作答說明 ::
[1] 在這篇研討會筆記裡,作者當時覺得最有趣的論文是哪一篇?
[2] 把研討會筆記中從「EDBT-ICDT 2018」開始、到「for Fraud Detection.」結束的部分重寫一遍,並將其中的「研討會」改成「學術會議」。

擷取文字 ::
EDBT-ICDT 2018

Category Tech

整理筆記時,翻到兩年前去研討會的筆記
想說放著也不會增值,就整理出來了
雖然大部分的內容的印象都已經有點模糊了
不過就加減把當初的筆記湊起來

當時我覺得最有趣的論文是 Interactive Rule Refinement for Fraud Detection.
不過竟然沒有做到太多筆記

Day 1 - Keynote

  • In theoretical CS
    • Polynomial time → easy/fast
      • However, that's not always the case
      • e.g., \(O(n^{100})\)
      • When n grows, even \(O(n^2)\) is not efficient
  • We're stuck on many problems even just in \(O(n^2)\)
  • No \(N^{2-\epsilon}\) time algorithms known for
    • String matching
    • computational geometry
    • graph problem in sparse graphs
    • many problems from database
    • many other problems
  • Why are we stuck?
    • The traditional hardness in complexity tells us little about runtime
    • fine-grained hardness idea
      1. identify key hard problem
      2. ......

Large Scale Machine Learning: Where Do Relational Systems Fit In? (by Chris Jermaine)

Currently, ML community cares about new models instead of theory and fundamental ML design

ML vs AI

  • ML is one approach to AI
  • Classic AI: a programmer/expert imparting knowledge to a system
  • ML is fundamentally statistical

Intro to ML

  • Distributed ML
    • Most ML systems use a "parameter server" model
      • Essentially a distributed key-value pair
    • Negatives
      • Parameter server compute model very limiting
  • Data Parallel ML
    • Each compute server runs same computation on different data
    • Global state updated via aggregation

Want to scale out to speed up learning?

擷取資訊 ::
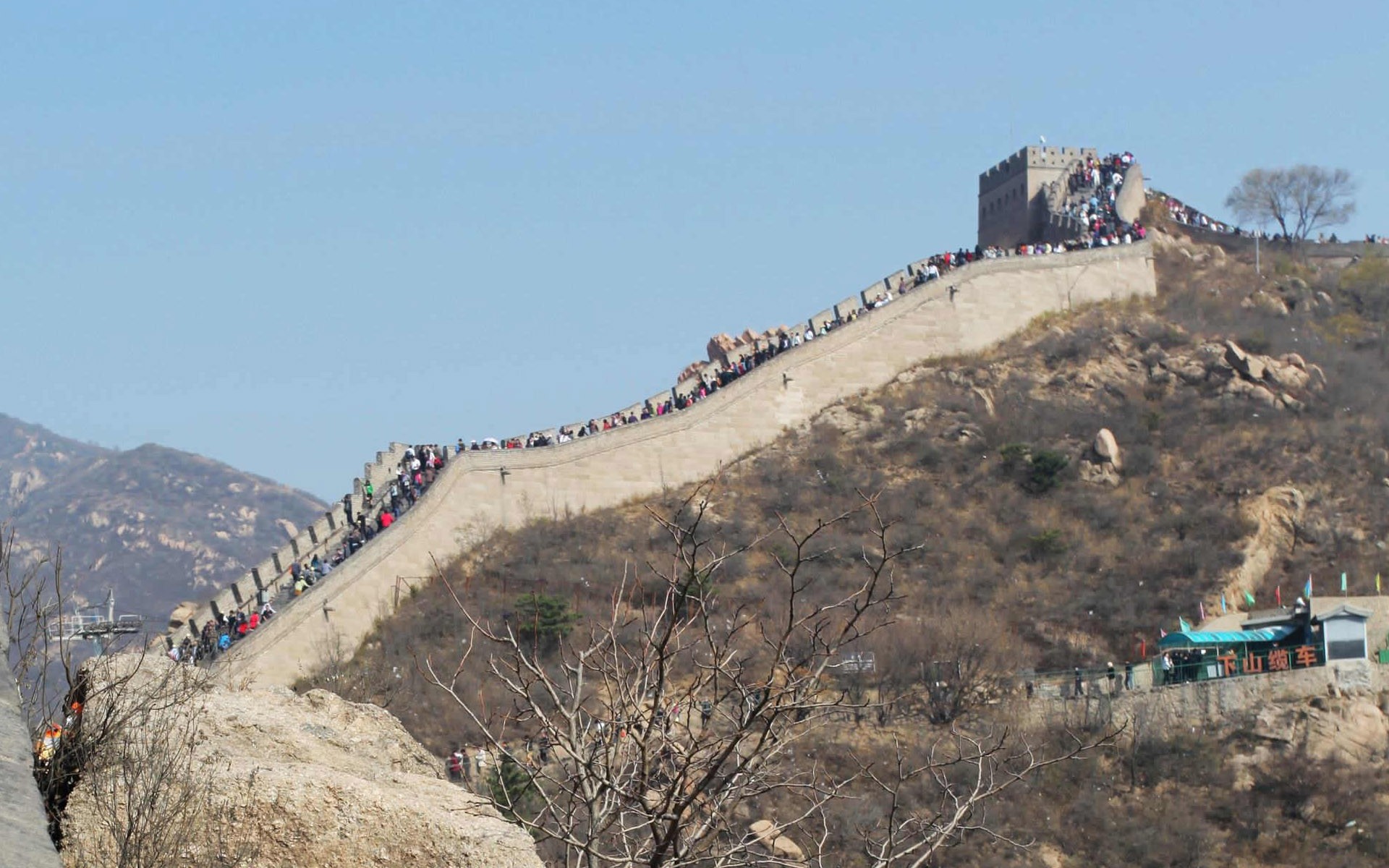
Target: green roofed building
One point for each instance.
(1271, 642)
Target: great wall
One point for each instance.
(480, 492)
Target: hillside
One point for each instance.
(156, 524)
(1246, 449)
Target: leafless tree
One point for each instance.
(667, 724)
(35, 595)
(1301, 199)
(122, 731)
(933, 803)
(146, 799)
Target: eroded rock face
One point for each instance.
(1102, 464)
(335, 783)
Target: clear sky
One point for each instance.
(285, 234)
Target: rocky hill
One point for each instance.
(266, 778)
(1074, 490)
(155, 524)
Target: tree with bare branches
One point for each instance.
(1301, 199)
(122, 732)
(933, 803)
(678, 714)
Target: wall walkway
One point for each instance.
(478, 493)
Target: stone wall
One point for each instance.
(481, 492)
(1011, 193)
(24, 830)
(320, 538)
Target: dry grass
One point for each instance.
(1074, 575)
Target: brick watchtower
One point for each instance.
(1013, 206)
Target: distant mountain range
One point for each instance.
(156, 524)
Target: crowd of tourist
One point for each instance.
(782, 341)
(422, 463)
(1186, 216)
(1092, 199)
(415, 474)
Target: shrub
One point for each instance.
(1045, 545)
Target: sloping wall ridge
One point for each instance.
(320, 538)
(481, 492)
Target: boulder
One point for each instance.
(1248, 365)
(1265, 396)
(182, 613)
(786, 849)
(1108, 448)
(1286, 375)
(1097, 472)
(764, 831)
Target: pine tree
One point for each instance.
(542, 621)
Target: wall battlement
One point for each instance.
(474, 498)
(1035, 157)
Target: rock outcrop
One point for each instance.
(334, 783)
(1275, 516)
(1102, 464)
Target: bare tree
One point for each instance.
(122, 731)
(652, 733)
(961, 659)
(148, 800)
(934, 803)
(1301, 199)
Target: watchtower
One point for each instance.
(1013, 208)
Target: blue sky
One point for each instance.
(282, 235)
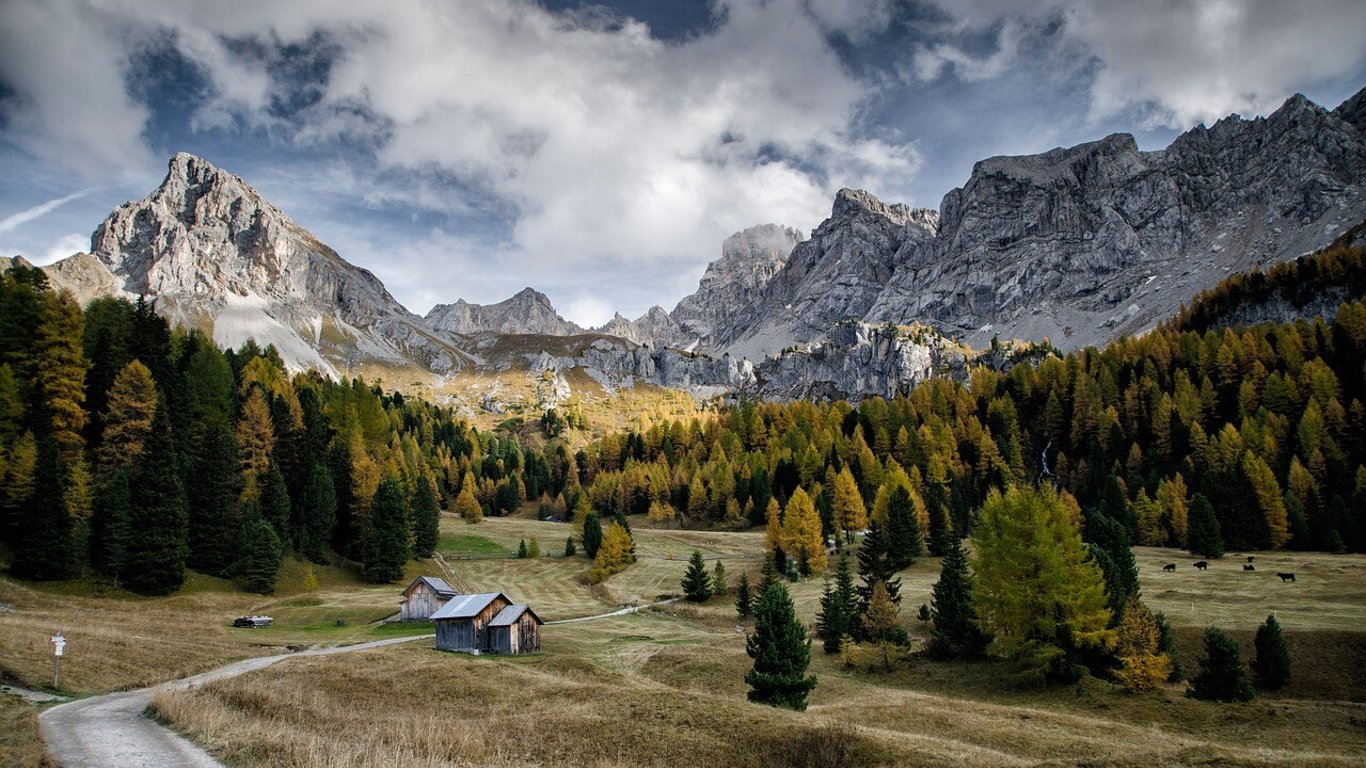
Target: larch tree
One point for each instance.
(1036, 591)
(780, 652)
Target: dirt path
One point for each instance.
(109, 731)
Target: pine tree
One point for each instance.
(903, 529)
(384, 543)
(159, 522)
(743, 600)
(1138, 648)
(592, 535)
(260, 565)
(697, 584)
(1221, 675)
(780, 652)
(839, 607)
(1204, 539)
(1034, 589)
(316, 514)
(719, 586)
(955, 632)
(426, 519)
(1272, 660)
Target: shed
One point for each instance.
(424, 597)
(517, 629)
(462, 623)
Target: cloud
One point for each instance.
(38, 211)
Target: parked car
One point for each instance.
(252, 622)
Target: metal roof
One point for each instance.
(511, 614)
(466, 606)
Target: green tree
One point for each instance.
(1272, 660)
(839, 607)
(1221, 675)
(159, 522)
(743, 599)
(1036, 591)
(955, 632)
(385, 540)
(1205, 537)
(697, 584)
(780, 652)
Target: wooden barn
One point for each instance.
(517, 629)
(422, 597)
(463, 622)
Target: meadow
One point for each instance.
(665, 686)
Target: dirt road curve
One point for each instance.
(109, 731)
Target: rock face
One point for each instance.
(213, 253)
(526, 312)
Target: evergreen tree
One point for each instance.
(903, 529)
(839, 607)
(260, 565)
(1204, 539)
(743, 600)
(1221, 675)
(316, 514)
(780, 652)
(44, 548)
(592, 535)
(1272, 660)
(385, 540)
(697, 584)
(955, 632)
(159, 522)
(1036, 592)
(426, 519)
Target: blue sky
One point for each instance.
(603, 152)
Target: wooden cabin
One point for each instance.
(517, 629)
(422, 597)
(462, 623)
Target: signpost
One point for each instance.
(58, 644)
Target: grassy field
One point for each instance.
(665, 686)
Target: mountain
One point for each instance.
(1079, 245)
(216, 256)
(526, 312)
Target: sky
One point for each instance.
(601, 152)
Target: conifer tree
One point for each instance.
(1036, 592)
(1205, 537)
(1221, 677)
(592, 535)
(385, 540)
(903, 529)
(1272, 660)
(743, 599)
(955, 632)
(780, 652)
(260, 565)
(426, 519)
(157, 547)
(697, 584)
(839, 607)
(316, 514)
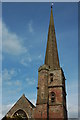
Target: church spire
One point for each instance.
(51, 57)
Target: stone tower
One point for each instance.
(51, 93)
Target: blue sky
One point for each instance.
(24, 38)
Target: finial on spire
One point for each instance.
(51, 4)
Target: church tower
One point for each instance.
(51, 91)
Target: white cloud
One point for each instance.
(31, 30)
(12, 43)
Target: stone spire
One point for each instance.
(51, 57)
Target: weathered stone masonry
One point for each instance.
(51, 91)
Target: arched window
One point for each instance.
(52, 97)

回答 ::
[1] Interactive Rule Refinement for Fraud Detection.

[2]
EDBT-ICDT 2018

Category Tech

整理筆記時,翻到兩年前去學術會議的筆記
想說放著也不會增值,就整理出來了
雖然大部分的內容的印象都已經有點模糊了
不過就加減把當初的筆記湊起來

當時我覺得最有趣的論文是 Interactive Rule Refinement for Fraud Detection.